**Requirement:** Word for word, and without a single picture, repeat the entries.

[Source data]
==================================================

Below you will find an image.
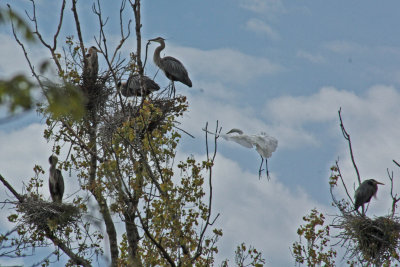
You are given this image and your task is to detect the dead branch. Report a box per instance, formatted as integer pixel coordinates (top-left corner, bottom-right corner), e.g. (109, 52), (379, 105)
(24, 0), (66, 74)
(338, 108), (361, 185)
(192, 121), (221, 262)
(0, 175), (23, 202)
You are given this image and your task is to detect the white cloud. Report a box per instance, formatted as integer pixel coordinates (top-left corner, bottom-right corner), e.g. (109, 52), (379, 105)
(179, 87), (318, 150)
(263, 85), (400, 215)
(165, 45), (283, 84)
(0, 123), (51, 185)
(265, 87), (359, 126)
(172, 150), (325, 266)
(205, 154), (324, 266)
(239, 0), (286, 17)
(324, 40), (367, 54)
(245, 18), (279, 40)
(0, 33), (50, 79)
(296, 50), (326, 64)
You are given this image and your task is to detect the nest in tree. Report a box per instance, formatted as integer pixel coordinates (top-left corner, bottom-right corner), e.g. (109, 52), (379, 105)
(80, 80), (113, 117)
(17, 197), (81, 231)
(99, 97), (182, 144)
(335, 213), (400, 264)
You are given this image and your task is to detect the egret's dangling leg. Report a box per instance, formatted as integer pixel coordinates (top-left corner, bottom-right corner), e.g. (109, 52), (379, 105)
(265, 158), (270, 180)
(258, 156), (271, 180)
(258, 155), (264, 179)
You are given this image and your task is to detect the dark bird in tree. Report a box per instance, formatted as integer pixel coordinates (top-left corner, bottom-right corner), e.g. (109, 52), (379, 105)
(354, 179), (384, 211)
(117, 74), (160, 97)
(48, 155), (64, 203)
(148, 37), (192, 96)
(84, 46), (101, 83)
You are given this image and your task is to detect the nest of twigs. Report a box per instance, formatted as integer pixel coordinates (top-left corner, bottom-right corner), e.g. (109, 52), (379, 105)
(81, 80), (113, 117)
(336, 213), (400, 264)
(17, 197), (81, 231)
(99, 97), (180, 144)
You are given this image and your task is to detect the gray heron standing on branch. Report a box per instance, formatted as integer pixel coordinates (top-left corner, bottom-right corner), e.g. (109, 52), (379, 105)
(48, 155), (64, 203)
(148, 37), (192, 96)
(85, 46), (102, 83)
(117, 74), (160, 97)
(354, 179), (384, 212)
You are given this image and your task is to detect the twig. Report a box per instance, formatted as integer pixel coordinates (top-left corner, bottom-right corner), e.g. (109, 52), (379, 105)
(0, 175), (23, 202)
(338, 108), (361, 185)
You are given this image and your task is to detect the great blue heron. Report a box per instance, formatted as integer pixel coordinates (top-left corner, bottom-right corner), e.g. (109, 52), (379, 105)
(354, 179), (384, 211)
(48, 155), (64, 203)
(85, 46), (101, 82)
(117, 74), (160, 97)
(148, 37), (192, 95)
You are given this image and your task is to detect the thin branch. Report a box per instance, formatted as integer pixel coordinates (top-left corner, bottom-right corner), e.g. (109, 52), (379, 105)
(24, 0), (65, 74)
(71, 0), (85, 61)
(387, 168), (400, 217)
(192, 122), (220, 262)
(335, 160), (354, 207)
(136, 210), (176, 267)
(0, 175), (23, 202)
(338, 108), (361, 185)
(45, 230), (91, 267)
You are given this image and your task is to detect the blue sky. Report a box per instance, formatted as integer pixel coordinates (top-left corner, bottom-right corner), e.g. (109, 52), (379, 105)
(2, 0), (400, 266)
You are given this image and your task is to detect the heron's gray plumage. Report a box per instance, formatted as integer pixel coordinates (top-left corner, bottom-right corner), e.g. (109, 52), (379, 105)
(354, 179), (384, 211)
(149, 37), (192, 87)
(49, 155), (64, 203)
(118, 74), (160, 97)
(85, 46), (100, 82)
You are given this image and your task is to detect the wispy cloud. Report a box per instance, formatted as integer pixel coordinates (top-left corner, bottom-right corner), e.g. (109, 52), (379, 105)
(296, 50), (326, 64)
(245, 18), (280, 40)
(324, 40), (367, 54)
(172, 151), (323, 266)
(167, 45), (283, 84)
(239, 0), (286, 17)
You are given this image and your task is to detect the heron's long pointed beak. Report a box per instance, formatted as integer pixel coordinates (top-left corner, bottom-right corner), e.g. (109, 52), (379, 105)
(376, 181), (384, 185)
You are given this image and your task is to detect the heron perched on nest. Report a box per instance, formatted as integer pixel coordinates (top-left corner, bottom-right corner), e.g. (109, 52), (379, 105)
(354, 179), (384, 211)
(84, 46), (102, 83)
(48, 155), (64, 203)
(117, 74), (160, 97)
(148, 37), (192, 96)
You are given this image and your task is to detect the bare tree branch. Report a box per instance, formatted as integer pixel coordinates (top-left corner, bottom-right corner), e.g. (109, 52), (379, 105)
(338, 108), (361, 185)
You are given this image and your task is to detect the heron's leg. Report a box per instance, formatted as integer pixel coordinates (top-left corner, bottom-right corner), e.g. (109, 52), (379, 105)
(167, 82), (176, 98)
(172, 81), (176, 98)
(365, 202), (370, 214)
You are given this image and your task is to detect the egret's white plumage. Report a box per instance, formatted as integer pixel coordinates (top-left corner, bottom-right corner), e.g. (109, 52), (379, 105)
(221, 129), (278, 158)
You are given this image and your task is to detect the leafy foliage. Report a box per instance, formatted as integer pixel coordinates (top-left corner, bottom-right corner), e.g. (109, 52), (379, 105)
(292, 209), (336, 266)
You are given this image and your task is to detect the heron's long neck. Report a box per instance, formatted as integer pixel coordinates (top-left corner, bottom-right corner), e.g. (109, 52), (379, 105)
(49, 165), (56, 177)
(153, 42), (165, 68)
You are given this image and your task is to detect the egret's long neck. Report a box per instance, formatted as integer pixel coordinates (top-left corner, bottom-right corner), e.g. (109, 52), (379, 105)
(153, 41), (165, 68)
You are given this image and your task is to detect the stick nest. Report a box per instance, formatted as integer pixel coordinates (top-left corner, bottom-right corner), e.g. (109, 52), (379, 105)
(335, 213), (400, 264)
(17, 197), (81, 230)
(99, 97), (181, 144)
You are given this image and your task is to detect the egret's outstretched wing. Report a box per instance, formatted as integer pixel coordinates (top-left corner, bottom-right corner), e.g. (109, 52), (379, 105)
(221, 133), (254, 148)
(222, 129), (278, 158)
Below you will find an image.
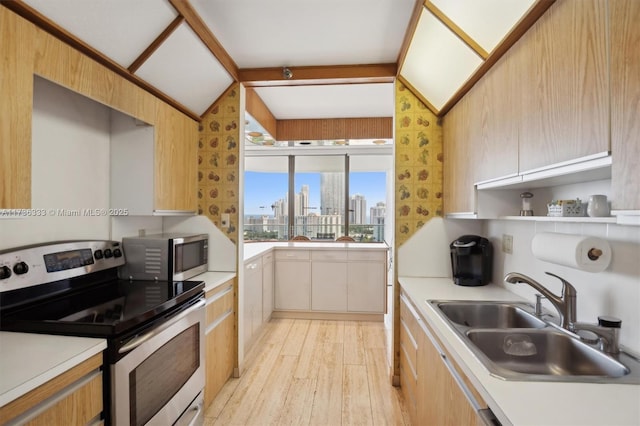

==================================================

**Task solution:**
Below you will find an image.
You are given this image and your task is to detect the dead branch. Report a box per instance, formatted as integer pixel coordinates (top-left corner, bottom-right corner), e.g. (109, 52), (379, 105)
(24, 0), (66, 74)
(338, 108), (361, 185)
(192, 121), (221, 262)
(0, 175), (23, 202)
You are given this image and your task is to detect the white cloud. Report a box per instance, formatted as integer pixel coordinates (top-left corner, bottom-right corner), e.g. (109, 52), (379, 105)
(179, 87), (318, 150)
(263, 85), (400, 215)
(165, 45), (283, 84)
(0, 123), (51, 185)
(265, 87), (359, 126)
(172, 150), (325, 266)
(205, 154), (324, 266)
(239, 0), (286, 17)
(324, 40), (367, 54)
(245, 18), (279, 40)
(0, 33), (50, 79)
(296, 50), (326, 64)
You are given this image and your task is to detect the nest in tree. Report a box per instance, formatted as integer pixel coordinates (top-left corner, bottom-right corner), e.g. (109, 52), (379, 105)
(80, 80), (113, 117)
(17, 197), (81, 231)
(99, 97), (182, 144)
(335, 213), (400, 264)
You are given this image and your task is to detect the egret's dangling leg. Report a box per instance, formatted as integer pixel coordinates (top-left corner, bottom-right corner), e.g. (109, 52), (379, 105)
(265, 158), (270, 180)
(258, 156), (271, 180)
(258, 155), (264, 179)
You are given this image and your task is to detect the dark bird in tree. Report a box per instance, formatted as integer pixel coordinates (top-left corner, bottom-right corner), e.g. (109, 52), (379, 105)
(354, 179), (384, 211)
(117, 74), (160, 97)
(48, 155), (64, 203)
(148, 37), (192, 96)
(84, 46), (101, 83)
You are given this image and your task is to detect the nest of twigs. Report a box per instance, formatted as integer pixel coordinates (top-left corner, bottom-right corner), e.g. (109, 52), (379, 105)
(81, 80), (113, 117)
(336, 213), (400, 264)
(17, 197), (81, 231)
(99, 97), (180, 144)
You are given this image and your task is to detect the gray heron standing on branch. Report a box per instance, formatted as integer pixel coordinates (top-left corner, bottom-right corner), e.g. (109, 52), (379, 105)
(48, 155), (64, 203)
(148, 37), (192, 96)
(85, 46), (102, 83)
(117, 74), (160, 97)
(354, 179), (384, 212)
You are given this image and your task is to detect the twig. Report a box per instance, formatted as integer pixel coordinates (top-left corner, bottom-right corner), e.g. (109, 52), (379, 105)
(0, 175), (23, 202)
(338, 108), (361, 185)
You are given this image and your task is to detect the great blue heron. Report a box per instance, formatted as integer pixel coordinates (top-left corner, bottom-right corner), e.g. (109, 52), (379, 105)
(354, 179), (384, 211)
(48, 155), (64, 203)
(85, 46), (101, 82)
(117, 74), (160, 97)
(148, 37), (192, 95)
You are given this image and your task is to detect the thin branch. Report a box per instance, formatted as integer pixel coordinates (top-left corner, bottom-right corner), e.g. (109, 52), (379, 105)
(24, 0), (65, 74)
(71, 0), (85, 61)
(387, 168), (400, 217)
(192, 122), (220, 262)
(335, 160), (354, 207)
(136, 210), (176, 267)
(0, 175), (23, 202)
(338, 108), (361, 185)
(45, 230), (91, 267)
You are given this image and your task is to detect the blue sky. Report a box per instance, formatted as integer pixel coordinates (top-left corner, bottom-right corner), e.g. (109, 52), (379, 105)
(2, 0), (400, 266)
You are given this image and your task is to detect the heron's gray plumage. Report a box per instance, formatted as integer pixel coordinates (top-left corner, bottom-right corner), e.g. (109, 52), (379, 105)
(354, 179), (384, 211)
(149, 37), (192, 87)
(49, 155), (64, 203)
(118, 74), (160, 97)
(85, 46), (100, 82)
You are given this image and your task is to detect the wispy cloud. Report a box per instance, formatted as integer pixel coordinates (top-left corner, bottom-right corner), e.g. (109, 52), (379, 105)
(296, 50), (326, 64)
(245, 18), (280, 40)
(324, 40), (367, 54)
(172, 151), (323, 266)
(167, 45), (283, 84)
(239, 0), (286, 17)
You are given this image and your task is to detect the heron's long pointed beak. Report a box per instance, formatted as integer pixel coordinates (top-left corner, bottom-right corner), e.g. (109, 52), (379, 105)
(376, 181), (384, 185)
You are given this image and your task is to detect the heron perched on nest. Report a box per instance, formatted as integer pixel coordinates (top-left corner, bottom-right corner), e.g. (109, 52), (379, 105)
(354, 179), (384, 211)
(84, 46), (102, 83)
(48, 155), (64, 203)
(117, 74), (160, 97)
(148, 37), (192, 96)
You are given this image and your task is to detect the bare tree branch. Report a box per instance, formatted as integer pixel coordinates (top-left corner, bottom-right corner), e.g. (109, 52), (379, 105)
(338, 108), (361, 185)
You are given this image and your task is to detect the heron's leg. Report a box per instance, formatted as integer pixel coordinates (top-left corner, bottom-right corner), e.g. (109, 52), (379, 105)
(167, 82), (176, 98)
(172, 81), (176, 98)
(365, 202), (370, 214)
You are given this image and your task is to detect the egret's white plumage. Report a box per instance, formatted as integer pixel coordinates (top-left corner, bottom-right corner), e.g. (109, 52), (379, 105)
(221, 129), (278, 158)
You are given this image and your task is to detect the leafy foliage. Report a box per instance, formatted as integer pixel coordinates (top-left corner, bottom-right corner), e.g. (109, 52), (379, 105)
(292, 209), (336, 266)
You are given this image and your task is to detect the heron's long neck. Report a box per instance, formatted as integer pixel coordinates (top-left corner, bottom-right corner), e.g. (109, 52), (379, 105)
(49, 165), (56, 177)
(153, 42), (165, 68)
You are given this image and your task is to detect the egret's long neck. Report a box per instance, formatted as integer pixel coordinates (top-left corner, bottom-right corner), e.g. (109, 52), (379, 105)
(153, 41), (165, 68)
You are given this image and your task is to detect the stick nest. Report a box per instance, formatted as integer pixel coordinates (top-left corner, bottom-right corner), e.g. (109, 52), (379, 105)
(335, 213), (400, 264)
(17, 197), (81, 230)
(99, 97), (181, 144)
You are given this image and your task is to detect the egret's outstretched wing. Report a box per instance, formatted as integer pixel coordinates (top-left corner, bottom-right corner), e.g. (109, 52), (379, 105)
(221, 133), (254, 148)
(222, 129), (278, 158)
Below you will find an image.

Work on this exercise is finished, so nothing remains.